Task instructions
**a.** According to the passage on Ru-containing catalysts, what particle size fraction of the crushed supports was used?
**b.** List every compound that the passage on Ru-containing catalysts names as a metal oxide precursor.
**c.** Extend the passage on Ru-containing catalysts, picking up after its final sentence.

Page

============================================================

Magnetically separable Ru-containing catalysts in supercritical deoxygenation of fatty acids

Materials

Mesoporous silica gel (SiO₂, Sigma-Aldrich, St. Louis, MO, USA), cerium dioxide (CeO₂, Sigma-Aldrich, St. Louis, MO, USA), and HPS (MacroNet 270, MN-270, Purolight Inc., Llantrisant, Wales, UK) were crushed, and the fractions with the particle size less than 45 μm were used as catalyst supports. Iron (III) nitrate (Fe(NO₃)₃·6H₂O, 99.0%, Sigma-Aldrich, St. Louis, MO, USA), iron (III) chloride (FeCl₃·6H₂O, 99.0%, Sigma-Aldrich, St. Louis, MO, USA), ruthenium (IV) hydroxochloride (RuOHCl₃, 99.9%, Sigma-Aldrich, St. Louis, MO, USA)), and ruthenium (III) acetylacetonate (Ru(acac)₃, 97.0%, Sigma-Aldrich, St. Louis, MO, USA) were used without purification as metal oxide precursors. Ethylene glycol (EG, 99.0%) and tetrahydrofuran (THF, 99.0%) were purchased from Macron Fine Chemicals (Macron Chemical Group, London, UK) and used as received. Ethanol (95%) was purchased from EMD (Tver, Russia) and used without purification. Stearic acid (99.9%, ChimMedService, Tver, Russia), n-hexane (C.G., ReaChim, Moscow, Russia), and nitrogen (99.9%, AGA, Tver, Russia) were used as received for deoxygenation experiments.

============================================================

Entries provided

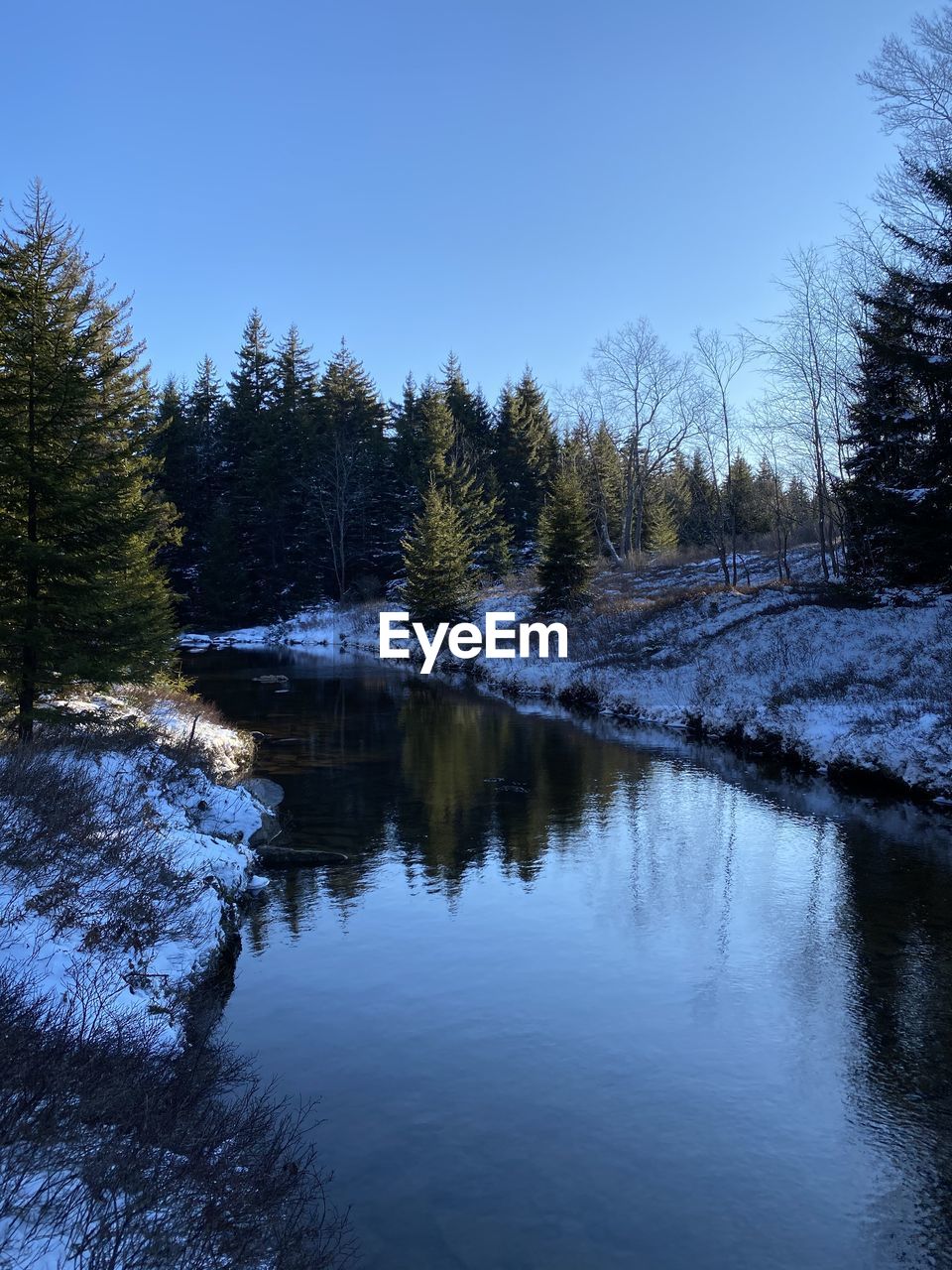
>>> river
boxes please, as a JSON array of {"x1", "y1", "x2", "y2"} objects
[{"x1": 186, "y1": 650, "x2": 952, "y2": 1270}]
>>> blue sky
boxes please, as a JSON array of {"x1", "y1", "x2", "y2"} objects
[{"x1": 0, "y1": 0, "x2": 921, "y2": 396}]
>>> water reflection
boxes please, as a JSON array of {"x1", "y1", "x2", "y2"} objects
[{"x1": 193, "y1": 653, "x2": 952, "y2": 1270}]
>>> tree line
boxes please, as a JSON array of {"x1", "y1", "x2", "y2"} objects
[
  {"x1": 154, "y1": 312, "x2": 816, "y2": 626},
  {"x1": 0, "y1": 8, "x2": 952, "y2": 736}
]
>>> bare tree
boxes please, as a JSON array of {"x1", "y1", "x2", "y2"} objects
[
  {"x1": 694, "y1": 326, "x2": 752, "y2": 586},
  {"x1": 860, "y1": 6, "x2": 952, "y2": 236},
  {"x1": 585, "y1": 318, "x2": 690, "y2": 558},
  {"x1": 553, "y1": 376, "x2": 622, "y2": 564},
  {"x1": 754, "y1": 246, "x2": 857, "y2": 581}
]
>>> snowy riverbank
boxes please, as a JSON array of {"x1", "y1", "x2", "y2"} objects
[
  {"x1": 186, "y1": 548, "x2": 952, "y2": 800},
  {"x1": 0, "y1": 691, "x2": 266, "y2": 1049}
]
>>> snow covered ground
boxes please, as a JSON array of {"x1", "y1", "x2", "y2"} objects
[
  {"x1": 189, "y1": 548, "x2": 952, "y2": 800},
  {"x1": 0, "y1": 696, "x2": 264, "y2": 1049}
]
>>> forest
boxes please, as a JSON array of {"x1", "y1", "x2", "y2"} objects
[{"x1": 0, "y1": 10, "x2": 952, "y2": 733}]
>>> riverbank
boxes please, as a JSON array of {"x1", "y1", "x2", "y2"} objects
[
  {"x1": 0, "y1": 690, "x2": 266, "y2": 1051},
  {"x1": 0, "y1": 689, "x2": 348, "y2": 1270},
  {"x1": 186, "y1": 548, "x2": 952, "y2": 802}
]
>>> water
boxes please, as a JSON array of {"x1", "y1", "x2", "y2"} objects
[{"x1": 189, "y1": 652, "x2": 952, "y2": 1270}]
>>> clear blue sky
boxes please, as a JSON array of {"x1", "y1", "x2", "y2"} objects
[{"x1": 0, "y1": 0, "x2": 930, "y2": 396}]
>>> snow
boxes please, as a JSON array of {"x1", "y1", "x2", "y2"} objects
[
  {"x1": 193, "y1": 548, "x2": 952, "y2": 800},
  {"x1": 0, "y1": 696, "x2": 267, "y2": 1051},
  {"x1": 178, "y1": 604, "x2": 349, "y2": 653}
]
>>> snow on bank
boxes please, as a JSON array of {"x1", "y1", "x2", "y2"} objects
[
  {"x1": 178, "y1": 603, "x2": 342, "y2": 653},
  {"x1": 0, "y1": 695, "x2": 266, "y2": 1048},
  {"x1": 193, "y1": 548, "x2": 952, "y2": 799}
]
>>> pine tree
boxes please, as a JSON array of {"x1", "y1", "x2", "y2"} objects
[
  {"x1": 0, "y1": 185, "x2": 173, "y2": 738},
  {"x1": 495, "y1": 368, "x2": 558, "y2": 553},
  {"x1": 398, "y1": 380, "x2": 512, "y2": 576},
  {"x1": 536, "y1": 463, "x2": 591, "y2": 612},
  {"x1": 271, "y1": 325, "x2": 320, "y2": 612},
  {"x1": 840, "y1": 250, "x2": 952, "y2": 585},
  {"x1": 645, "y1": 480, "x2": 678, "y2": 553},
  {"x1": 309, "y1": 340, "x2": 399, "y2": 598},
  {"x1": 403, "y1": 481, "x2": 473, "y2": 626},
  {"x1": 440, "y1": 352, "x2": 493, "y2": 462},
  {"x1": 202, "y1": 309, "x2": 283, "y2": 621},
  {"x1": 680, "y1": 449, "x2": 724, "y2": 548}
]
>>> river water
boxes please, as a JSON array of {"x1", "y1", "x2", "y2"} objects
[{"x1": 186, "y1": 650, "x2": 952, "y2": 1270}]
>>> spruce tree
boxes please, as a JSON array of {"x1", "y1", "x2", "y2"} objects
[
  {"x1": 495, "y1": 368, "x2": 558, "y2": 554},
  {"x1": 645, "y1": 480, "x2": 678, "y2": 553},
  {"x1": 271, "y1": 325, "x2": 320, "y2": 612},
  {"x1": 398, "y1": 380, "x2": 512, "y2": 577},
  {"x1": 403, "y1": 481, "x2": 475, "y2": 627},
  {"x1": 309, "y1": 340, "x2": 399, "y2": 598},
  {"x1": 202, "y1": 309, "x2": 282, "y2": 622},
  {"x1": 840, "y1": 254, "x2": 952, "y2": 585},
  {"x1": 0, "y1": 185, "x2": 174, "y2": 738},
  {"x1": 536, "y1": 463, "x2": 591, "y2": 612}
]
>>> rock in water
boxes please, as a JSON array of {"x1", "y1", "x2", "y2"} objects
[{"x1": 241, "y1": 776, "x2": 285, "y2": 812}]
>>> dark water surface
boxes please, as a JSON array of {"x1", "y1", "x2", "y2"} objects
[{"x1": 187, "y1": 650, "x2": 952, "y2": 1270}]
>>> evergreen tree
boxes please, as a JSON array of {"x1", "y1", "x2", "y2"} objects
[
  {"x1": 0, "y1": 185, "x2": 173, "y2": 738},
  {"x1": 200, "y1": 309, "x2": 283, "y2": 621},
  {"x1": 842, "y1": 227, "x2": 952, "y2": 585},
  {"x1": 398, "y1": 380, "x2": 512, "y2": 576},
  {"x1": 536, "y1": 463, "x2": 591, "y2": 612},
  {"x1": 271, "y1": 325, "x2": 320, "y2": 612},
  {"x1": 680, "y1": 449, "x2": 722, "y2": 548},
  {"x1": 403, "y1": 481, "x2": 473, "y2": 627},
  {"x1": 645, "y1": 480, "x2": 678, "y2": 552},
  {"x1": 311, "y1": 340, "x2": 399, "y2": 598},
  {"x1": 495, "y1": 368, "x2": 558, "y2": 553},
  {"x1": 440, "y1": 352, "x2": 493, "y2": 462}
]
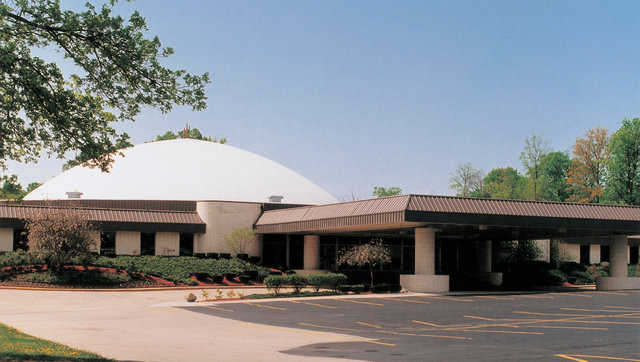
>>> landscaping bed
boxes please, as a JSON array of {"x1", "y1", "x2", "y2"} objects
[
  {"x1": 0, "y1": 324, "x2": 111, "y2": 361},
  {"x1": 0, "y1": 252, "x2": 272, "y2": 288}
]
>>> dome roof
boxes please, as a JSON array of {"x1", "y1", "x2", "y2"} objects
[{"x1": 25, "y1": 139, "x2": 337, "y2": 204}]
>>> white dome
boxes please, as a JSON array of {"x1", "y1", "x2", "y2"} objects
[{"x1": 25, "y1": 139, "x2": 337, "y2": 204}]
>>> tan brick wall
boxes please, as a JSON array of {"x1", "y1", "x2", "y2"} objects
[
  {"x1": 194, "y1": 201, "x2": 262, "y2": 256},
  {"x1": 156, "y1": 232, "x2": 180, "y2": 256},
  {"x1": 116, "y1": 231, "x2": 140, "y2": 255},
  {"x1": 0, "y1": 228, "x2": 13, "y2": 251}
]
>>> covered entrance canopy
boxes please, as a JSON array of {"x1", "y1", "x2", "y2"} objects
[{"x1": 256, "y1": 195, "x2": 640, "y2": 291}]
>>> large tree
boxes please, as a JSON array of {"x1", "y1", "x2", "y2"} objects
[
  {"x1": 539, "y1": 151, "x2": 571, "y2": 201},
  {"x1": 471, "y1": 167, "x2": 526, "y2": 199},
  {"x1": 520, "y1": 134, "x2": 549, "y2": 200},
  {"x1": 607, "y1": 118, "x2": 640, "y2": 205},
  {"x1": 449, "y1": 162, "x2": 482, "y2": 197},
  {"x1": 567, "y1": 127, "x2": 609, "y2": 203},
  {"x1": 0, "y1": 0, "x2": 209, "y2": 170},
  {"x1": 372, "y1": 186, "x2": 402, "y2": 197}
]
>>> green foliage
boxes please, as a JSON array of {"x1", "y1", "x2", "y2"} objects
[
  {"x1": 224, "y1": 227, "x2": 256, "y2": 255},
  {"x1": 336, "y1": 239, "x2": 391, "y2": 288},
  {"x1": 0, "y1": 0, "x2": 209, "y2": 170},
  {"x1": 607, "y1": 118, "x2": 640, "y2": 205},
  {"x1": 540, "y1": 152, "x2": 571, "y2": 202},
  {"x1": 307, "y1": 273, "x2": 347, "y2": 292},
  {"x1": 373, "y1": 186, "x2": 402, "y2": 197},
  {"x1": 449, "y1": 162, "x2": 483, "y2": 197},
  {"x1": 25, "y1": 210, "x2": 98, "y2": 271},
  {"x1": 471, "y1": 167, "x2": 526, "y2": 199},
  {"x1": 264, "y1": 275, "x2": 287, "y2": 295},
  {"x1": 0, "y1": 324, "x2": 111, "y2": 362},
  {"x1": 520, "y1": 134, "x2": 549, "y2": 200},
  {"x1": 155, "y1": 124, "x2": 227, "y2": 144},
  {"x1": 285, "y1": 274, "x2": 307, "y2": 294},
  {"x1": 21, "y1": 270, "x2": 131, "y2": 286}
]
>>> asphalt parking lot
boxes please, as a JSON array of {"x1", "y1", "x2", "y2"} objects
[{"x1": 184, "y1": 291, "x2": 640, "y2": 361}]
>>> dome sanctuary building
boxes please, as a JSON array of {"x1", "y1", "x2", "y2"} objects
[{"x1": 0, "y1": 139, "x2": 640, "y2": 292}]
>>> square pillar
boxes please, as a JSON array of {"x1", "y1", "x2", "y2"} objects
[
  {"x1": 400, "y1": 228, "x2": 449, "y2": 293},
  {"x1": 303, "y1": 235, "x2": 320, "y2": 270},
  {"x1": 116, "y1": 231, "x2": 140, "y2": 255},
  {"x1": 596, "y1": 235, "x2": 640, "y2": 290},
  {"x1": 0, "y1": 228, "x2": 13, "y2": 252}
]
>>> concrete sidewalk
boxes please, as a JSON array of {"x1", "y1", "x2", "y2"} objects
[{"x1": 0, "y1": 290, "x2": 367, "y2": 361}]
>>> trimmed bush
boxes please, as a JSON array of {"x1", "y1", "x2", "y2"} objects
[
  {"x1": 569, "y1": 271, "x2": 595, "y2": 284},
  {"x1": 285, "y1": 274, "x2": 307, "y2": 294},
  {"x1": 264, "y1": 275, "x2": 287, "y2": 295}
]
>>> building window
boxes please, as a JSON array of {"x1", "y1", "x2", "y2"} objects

============================================================

Exercise results
**a.** Fractions with a particle size of less than 45 μm.

**b.** Iron (III) nitrate (Fe(NO₃)₃·6H₂O), iron (III) chloride (FeCl₃·6H₂O), ruthenium (IV) hydroxochloride (RuOHCl₃), and ruthenium (III) acetylacetonate (Ru(acac)₃).

**c.**
Catalyst preparation

Catalyst characterization

Magnetic measurements were performed by Quantum Design MPMS XL magnetometer (Quantum Design, San Diego, CA, USA) using the systems DC measurement capabilities. The TEM images were obtained using a JEOL JEM1010 transmission electron microscope (JEOL, Tokyo, Japan). Images were analyzed with image-processing package ImageJ to estimate nanoparticle diameters. X-ray photoelectron spectroscopy (XPS) was carried out using photoelectron spectrometer ES-2403 (Russian Academy of Science, St. Petersburg, Russia) equipped with PHOIBOS-100-MCD (Specs GmbH, Zurich, Switzerland) energy analyzer and XR-50 X-ray source with a twin-anode Mg/Al. Low-temperature nitrogen physisorption measurements were carried out Beckman Coulter™ SA 3100™ (Beckman Coulter Inc., Breya, CA, USA) analyzer. X-ray fluorescence (XRF) measurements were performed by Zeiss Jena VRA-30 spectrometer (ZEISS, Jena, Germany).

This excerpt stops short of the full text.